*** Extracted material Section Begins ***

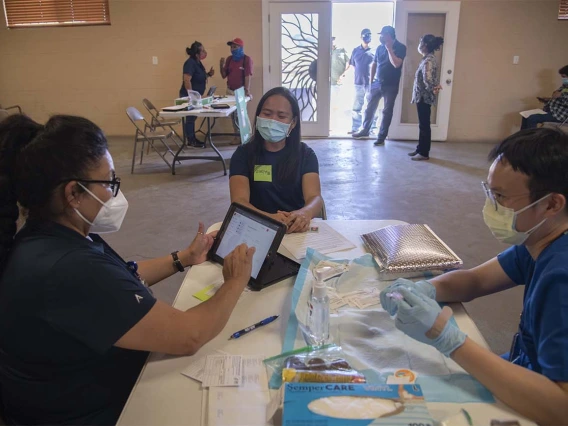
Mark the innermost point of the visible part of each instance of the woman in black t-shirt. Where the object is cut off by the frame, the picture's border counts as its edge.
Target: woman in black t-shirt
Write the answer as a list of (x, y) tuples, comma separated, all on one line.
[(276, 173), (194, 78)]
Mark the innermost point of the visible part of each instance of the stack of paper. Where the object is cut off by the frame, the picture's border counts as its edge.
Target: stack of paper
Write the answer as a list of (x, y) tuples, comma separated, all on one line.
[(236, 389), (321, 237)]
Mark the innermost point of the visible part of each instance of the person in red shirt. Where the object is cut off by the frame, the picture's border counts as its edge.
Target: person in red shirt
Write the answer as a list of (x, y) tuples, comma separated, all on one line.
[(237, 69)]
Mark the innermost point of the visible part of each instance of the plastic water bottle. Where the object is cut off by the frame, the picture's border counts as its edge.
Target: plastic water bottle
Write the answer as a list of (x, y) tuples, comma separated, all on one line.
[(318, 314)]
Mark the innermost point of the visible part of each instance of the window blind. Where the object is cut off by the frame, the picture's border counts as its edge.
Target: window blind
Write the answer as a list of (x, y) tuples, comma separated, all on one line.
[(41, 13)]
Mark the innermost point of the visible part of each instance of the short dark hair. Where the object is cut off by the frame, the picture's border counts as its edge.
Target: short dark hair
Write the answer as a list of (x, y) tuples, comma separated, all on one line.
[(542, 155), (193, 51), (35, 160), (293, 143), (432, 42)]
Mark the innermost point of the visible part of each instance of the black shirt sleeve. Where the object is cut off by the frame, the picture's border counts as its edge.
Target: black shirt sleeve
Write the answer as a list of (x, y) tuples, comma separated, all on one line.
[(94, 299), (239, 163), (310, 161)]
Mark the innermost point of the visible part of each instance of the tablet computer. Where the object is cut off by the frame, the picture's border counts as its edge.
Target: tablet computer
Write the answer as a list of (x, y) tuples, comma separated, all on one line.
[(244, 225)]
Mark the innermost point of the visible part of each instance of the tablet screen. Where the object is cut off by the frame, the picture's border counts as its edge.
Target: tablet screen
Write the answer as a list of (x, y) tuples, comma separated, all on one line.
[(252, 231)]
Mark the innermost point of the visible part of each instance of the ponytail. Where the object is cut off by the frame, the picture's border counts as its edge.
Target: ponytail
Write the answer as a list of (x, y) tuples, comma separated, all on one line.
[(35, 160), (16, 132)]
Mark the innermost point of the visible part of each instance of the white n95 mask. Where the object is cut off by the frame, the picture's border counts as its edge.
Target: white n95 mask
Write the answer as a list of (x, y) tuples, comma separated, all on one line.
[(110, 216), (502, 222)]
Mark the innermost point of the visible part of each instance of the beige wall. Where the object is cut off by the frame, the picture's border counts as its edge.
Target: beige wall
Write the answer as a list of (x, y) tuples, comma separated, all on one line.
[(99, 71)]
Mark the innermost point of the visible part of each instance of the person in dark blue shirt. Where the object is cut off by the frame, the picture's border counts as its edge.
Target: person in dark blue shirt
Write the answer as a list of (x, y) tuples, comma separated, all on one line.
[(276, 173), (386, 69), (194, 78), (361, 59), (525, 205), (77, 321)]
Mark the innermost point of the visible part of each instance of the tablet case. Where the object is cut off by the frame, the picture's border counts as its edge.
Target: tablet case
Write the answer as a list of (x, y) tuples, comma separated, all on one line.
[(275, 267)]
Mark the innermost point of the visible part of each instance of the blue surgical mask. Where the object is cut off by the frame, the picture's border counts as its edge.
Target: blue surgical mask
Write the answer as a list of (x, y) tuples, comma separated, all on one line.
[(272, 130), (238, 54)]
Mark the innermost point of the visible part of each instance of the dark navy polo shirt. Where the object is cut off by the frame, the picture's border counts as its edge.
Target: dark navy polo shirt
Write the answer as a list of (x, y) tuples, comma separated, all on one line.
[(268, 192), (64, 302), (362, 59), (198, 77), (387, 74), (543, 343)]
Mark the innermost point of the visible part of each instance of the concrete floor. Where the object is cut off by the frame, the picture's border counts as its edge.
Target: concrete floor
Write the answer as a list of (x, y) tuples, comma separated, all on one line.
[(359, 181)]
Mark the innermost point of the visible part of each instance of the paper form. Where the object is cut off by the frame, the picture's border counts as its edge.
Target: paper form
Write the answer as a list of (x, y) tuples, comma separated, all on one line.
[(245, 405), (326, 240), (207, 292), (527, 114), (196, 368), (222, 370)]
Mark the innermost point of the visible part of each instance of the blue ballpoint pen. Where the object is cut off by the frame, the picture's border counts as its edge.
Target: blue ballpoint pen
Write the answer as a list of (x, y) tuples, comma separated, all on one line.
[(253, 327)]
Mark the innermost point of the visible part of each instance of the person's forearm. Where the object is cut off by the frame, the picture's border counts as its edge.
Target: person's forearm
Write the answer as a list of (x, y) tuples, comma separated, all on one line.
[(313, 206), (394, 60), (529, 393), (155, 270), (209, 318), (456, 286)]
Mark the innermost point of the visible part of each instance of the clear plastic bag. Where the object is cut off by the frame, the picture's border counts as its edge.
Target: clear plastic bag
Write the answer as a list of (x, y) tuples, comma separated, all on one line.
[(324, 364)]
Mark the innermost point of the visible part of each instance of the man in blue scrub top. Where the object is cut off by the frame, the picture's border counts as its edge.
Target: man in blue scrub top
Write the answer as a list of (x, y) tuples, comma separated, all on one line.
[(361, 59), (526, 193)]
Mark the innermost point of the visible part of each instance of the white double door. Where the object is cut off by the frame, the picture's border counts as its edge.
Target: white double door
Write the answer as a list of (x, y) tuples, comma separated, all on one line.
[(298, 56)]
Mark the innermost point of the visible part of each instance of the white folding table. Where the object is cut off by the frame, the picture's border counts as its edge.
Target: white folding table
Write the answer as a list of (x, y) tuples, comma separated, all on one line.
[(163, 396)]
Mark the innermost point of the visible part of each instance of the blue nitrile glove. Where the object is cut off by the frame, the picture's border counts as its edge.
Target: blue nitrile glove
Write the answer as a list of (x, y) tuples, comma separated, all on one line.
[(416, 316), (390, 305)]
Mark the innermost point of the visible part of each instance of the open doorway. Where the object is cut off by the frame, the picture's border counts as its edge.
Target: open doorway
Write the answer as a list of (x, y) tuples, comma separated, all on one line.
[(348, 20)]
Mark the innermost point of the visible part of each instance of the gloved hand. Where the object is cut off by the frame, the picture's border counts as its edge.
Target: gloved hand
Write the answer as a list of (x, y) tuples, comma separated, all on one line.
[(390, 305), (416, 317)]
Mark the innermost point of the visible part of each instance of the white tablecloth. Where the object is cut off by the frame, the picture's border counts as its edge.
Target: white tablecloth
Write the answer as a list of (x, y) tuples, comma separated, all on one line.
[(162, 396)]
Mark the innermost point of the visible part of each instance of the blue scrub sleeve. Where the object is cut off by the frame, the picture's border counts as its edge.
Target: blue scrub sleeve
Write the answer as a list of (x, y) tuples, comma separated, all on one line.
[(239, 163), (511, 260), (551, 325), (94, 299)]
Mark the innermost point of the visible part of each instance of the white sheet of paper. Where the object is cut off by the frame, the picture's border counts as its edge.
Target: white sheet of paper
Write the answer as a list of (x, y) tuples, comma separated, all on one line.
[(326, 240), (197, 366), (235, 407), (527, 114), (222, 370), (245, 405)]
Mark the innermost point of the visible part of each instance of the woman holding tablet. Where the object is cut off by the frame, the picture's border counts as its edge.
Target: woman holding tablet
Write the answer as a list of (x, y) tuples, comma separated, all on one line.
[(77, 321), (276, 173)]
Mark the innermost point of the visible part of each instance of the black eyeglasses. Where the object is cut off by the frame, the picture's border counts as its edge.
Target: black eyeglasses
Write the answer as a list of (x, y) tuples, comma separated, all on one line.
[(114, 183)]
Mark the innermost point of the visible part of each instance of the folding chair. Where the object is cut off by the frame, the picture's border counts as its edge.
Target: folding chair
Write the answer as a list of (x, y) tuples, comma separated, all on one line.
[(560, 126), (4, 111), (147, 134), (161, 122)]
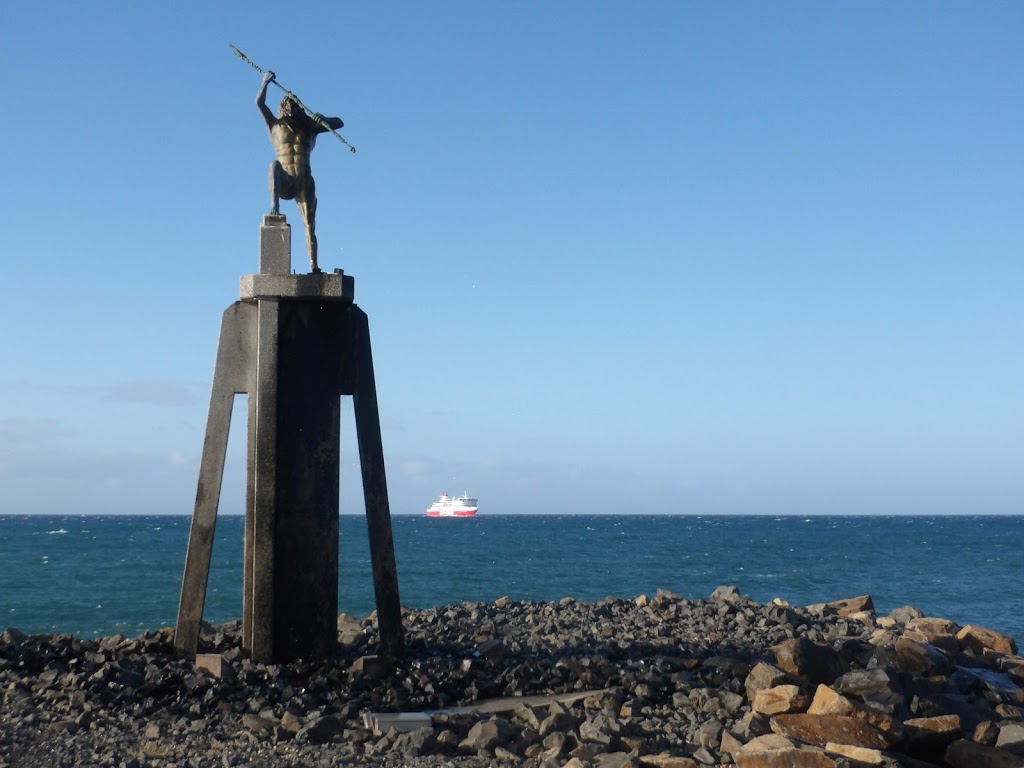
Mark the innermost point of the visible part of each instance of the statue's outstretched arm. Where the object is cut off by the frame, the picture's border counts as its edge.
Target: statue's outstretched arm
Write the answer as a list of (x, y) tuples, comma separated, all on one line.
[(327, 124), (261, 99)]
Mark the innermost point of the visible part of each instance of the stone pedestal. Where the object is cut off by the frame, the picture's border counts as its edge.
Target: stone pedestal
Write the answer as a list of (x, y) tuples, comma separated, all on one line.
[(295, 344)]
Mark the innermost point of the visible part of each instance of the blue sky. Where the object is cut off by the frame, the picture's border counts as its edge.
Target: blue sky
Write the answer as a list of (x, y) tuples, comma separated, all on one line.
[(617, 257)]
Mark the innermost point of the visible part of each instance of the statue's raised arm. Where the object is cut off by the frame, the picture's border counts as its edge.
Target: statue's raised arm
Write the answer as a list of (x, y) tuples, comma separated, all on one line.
[(268, 78)]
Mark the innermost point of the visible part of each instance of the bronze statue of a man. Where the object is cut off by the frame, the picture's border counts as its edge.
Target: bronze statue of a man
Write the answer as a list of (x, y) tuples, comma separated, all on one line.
[(293, 134)]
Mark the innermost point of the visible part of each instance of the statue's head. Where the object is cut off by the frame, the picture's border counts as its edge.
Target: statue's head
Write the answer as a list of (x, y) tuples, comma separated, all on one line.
[(288, 107)]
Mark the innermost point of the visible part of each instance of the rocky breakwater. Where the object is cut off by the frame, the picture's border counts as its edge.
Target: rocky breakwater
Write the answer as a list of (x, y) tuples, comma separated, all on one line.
[(662, 682)]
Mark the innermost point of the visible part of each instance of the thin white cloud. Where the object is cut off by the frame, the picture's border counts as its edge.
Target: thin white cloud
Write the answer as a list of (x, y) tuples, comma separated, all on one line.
[(155, 391)]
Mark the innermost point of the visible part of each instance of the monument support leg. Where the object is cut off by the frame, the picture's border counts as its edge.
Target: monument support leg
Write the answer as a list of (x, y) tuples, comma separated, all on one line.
[(305, 581), (228, 378), (368, 427), (263, 484)]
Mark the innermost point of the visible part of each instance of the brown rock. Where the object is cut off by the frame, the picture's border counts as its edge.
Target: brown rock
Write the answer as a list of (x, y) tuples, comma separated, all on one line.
[(966, 754), (730, 743), (776, 752), (864, 616), (820, 729), (780, 699), (920, 658), (845, 607), (1012, 737), (859, 754), (801, 657), (978, 638), (827, 701), (668, 761), (938, 632), (613, 760), (216, 665), (986, 733)]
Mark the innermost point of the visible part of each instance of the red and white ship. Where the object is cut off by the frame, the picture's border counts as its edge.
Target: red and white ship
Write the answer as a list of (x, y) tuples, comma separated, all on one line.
[(449, 507)]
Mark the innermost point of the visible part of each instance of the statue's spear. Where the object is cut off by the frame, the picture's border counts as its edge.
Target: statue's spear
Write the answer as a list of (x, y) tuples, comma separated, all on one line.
[(291, 95)]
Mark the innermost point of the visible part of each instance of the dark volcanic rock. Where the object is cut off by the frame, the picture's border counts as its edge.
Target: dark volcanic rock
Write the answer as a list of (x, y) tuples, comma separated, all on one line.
[(665, 682)]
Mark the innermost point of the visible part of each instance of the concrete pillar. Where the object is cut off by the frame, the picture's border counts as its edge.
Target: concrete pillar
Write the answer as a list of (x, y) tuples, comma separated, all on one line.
[(295, 343)]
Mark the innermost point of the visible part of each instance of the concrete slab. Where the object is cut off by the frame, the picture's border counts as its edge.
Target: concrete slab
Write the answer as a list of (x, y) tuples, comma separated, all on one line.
[(314, 287), (274, 246)]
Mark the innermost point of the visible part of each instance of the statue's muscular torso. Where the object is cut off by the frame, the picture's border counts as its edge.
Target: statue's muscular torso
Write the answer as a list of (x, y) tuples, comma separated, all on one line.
[(292, 144)]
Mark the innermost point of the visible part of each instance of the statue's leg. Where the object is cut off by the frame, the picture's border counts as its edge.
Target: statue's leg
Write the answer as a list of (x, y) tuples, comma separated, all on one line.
[(307, 207), (276, 174)]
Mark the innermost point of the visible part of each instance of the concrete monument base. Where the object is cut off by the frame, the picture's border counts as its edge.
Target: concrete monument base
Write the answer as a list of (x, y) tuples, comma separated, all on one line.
[(294, 343)]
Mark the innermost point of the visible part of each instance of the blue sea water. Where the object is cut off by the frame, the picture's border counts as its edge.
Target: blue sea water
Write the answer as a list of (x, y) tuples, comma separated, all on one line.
[(93, 576)]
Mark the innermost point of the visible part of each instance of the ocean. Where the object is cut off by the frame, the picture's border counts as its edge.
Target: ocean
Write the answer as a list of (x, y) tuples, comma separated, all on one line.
[(94, 576)]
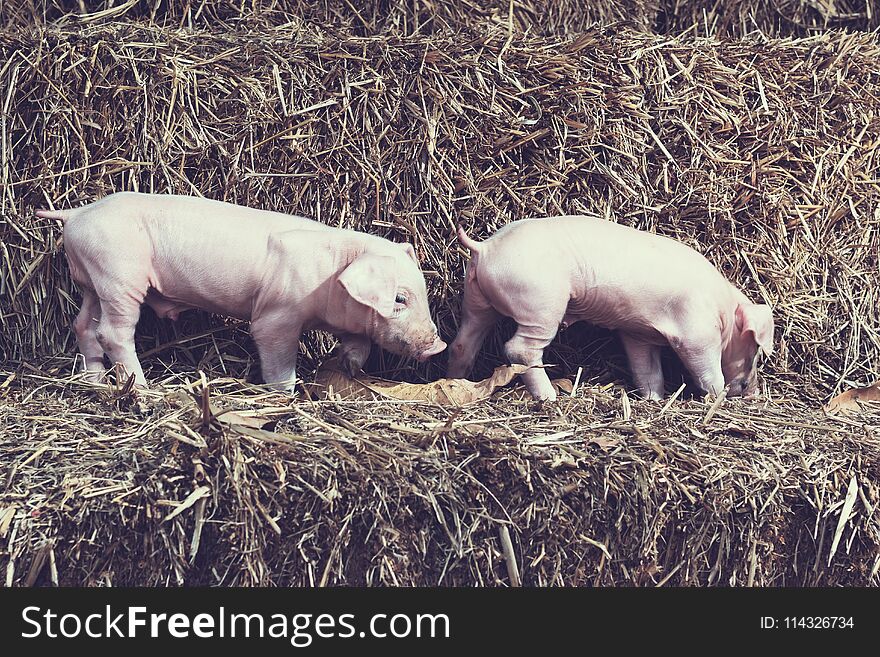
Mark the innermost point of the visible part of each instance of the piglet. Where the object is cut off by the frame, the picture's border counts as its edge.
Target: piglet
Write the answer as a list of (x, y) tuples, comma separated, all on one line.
[(285, 274), (547, 273)]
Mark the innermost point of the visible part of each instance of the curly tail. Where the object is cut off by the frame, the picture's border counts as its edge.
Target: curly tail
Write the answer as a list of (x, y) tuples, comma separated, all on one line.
[(472, 245), (63, 215)]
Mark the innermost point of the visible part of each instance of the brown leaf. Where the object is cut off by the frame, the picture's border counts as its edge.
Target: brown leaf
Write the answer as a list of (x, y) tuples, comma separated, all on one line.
[(446, 392), (852, 400), (230, 418), (563, 385)]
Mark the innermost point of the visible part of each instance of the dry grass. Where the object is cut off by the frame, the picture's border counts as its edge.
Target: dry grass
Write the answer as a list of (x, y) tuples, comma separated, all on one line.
[(595, 490), (410, 17), (761, 154)]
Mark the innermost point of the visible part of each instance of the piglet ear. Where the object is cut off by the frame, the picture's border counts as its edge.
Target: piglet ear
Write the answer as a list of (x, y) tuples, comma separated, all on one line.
[(756, 319), (372, 281)]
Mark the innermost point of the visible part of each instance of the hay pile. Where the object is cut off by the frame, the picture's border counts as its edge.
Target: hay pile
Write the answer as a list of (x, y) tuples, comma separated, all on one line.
[(761, 154), (410, 17), (596, 490)]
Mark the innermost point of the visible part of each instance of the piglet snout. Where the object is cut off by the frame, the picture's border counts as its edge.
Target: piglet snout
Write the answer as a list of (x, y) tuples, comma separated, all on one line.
[(436, 347)]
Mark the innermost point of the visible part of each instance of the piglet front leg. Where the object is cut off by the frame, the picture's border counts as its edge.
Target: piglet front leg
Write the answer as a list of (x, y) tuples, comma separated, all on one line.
[(644, 363), (526, 347), (277, 338), (353, 353)]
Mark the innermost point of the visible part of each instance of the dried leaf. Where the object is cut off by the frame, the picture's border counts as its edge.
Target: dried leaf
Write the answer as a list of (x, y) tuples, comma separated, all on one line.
[(853, 400), (229, 418), (446, 392)]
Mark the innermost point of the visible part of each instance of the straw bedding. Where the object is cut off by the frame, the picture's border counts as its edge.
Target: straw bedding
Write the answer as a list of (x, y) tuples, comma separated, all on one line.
[(551, 17), (762, 154), (596, 490)]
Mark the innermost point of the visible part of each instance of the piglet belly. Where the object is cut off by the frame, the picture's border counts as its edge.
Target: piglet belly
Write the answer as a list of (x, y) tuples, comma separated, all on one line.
[(615, 315)]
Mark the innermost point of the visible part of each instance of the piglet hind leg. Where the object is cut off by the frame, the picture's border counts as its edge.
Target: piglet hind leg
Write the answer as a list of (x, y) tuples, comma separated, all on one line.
[(478, 317), (85, 327), (526, 347), (644, 363), (277, 341), (353, 353)]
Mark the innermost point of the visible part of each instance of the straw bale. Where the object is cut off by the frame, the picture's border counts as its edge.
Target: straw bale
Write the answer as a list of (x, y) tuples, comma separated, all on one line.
[(596, 490), (735, 18), (761, 154)]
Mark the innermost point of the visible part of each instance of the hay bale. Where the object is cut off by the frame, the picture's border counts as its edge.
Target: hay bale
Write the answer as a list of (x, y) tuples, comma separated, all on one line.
[(362, 17), (550, 17), (771, 17), (102, 489), (760, 154)]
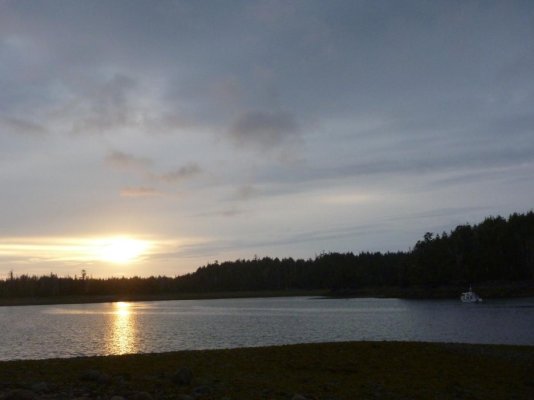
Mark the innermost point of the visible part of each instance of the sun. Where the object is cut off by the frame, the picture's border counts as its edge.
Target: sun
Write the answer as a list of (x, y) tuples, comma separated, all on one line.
[(120, 250)]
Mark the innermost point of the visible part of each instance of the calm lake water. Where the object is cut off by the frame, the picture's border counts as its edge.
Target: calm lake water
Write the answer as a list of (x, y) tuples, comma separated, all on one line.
[(33, 332)]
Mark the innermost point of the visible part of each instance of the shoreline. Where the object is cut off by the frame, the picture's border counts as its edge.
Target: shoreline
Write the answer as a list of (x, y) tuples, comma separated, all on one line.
[(338, 371), (487, 290), (89, 299)]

*** Extracted material Section Ends ***

**What to work on:**
Find "volcanic" in the preceding records. Copy each line that holds it.

**Answer for the task:**
Mark the innermost point of the visible part of each instance of the dark volcanic rock. Where the object is cut off by the frame, the picture's border counts as its edge.
Target: dark volcanic rock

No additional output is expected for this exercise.